'''
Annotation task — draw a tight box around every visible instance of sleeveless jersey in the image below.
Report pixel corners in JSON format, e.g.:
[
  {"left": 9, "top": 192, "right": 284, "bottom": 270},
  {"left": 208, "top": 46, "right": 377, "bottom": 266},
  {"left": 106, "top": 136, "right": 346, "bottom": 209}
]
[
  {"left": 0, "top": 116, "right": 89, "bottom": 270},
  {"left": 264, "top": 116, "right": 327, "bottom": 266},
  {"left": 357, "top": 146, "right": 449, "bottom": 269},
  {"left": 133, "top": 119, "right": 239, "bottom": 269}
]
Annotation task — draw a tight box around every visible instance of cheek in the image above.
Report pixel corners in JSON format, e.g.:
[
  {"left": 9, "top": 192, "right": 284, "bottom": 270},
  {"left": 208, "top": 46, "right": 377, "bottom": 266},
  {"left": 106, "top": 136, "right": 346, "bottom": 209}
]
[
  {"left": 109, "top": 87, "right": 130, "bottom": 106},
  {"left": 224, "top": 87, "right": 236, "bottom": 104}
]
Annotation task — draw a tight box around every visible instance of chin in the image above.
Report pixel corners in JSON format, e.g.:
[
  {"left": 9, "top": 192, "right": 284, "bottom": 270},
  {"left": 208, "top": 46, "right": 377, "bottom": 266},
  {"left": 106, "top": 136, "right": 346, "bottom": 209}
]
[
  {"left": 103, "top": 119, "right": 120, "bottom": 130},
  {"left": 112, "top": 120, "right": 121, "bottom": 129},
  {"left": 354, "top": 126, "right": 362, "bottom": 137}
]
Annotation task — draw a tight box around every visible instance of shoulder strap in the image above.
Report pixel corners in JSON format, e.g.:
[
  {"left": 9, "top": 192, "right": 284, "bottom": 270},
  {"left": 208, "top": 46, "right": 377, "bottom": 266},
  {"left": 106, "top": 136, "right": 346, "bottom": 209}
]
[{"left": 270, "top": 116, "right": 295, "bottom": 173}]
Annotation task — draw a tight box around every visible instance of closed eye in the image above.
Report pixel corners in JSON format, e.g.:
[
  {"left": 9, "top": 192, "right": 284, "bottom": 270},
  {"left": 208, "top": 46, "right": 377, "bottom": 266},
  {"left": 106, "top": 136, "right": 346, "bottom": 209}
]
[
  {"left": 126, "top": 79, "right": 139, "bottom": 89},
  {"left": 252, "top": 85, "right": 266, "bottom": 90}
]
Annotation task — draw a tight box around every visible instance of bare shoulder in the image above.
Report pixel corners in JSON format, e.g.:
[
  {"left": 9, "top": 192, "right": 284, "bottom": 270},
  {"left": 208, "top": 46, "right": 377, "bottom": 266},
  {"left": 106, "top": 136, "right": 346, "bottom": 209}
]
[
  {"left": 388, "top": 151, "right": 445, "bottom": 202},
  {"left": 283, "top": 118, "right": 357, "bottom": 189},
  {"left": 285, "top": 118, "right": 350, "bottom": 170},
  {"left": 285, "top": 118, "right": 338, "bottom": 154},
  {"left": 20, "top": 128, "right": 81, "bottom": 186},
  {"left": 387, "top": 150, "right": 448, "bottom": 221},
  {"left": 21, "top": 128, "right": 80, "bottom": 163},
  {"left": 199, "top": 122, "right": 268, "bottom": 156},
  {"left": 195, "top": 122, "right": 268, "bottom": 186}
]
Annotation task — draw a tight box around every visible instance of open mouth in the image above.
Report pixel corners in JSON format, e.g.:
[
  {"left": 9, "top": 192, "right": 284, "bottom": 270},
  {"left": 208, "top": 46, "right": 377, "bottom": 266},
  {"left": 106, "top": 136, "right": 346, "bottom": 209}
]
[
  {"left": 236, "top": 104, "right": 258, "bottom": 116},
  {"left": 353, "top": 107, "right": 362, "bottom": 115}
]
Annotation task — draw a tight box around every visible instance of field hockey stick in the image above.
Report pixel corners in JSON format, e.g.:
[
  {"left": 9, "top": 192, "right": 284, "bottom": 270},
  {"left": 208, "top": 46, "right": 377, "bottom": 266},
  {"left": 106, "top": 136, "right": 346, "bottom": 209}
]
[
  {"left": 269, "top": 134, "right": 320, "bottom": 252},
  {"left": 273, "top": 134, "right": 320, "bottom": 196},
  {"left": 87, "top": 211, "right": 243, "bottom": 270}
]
'''
Instructions for the task:
Only the number is needed. Say how many lines of the entries contain "shoulder".

Result of the exercise:
2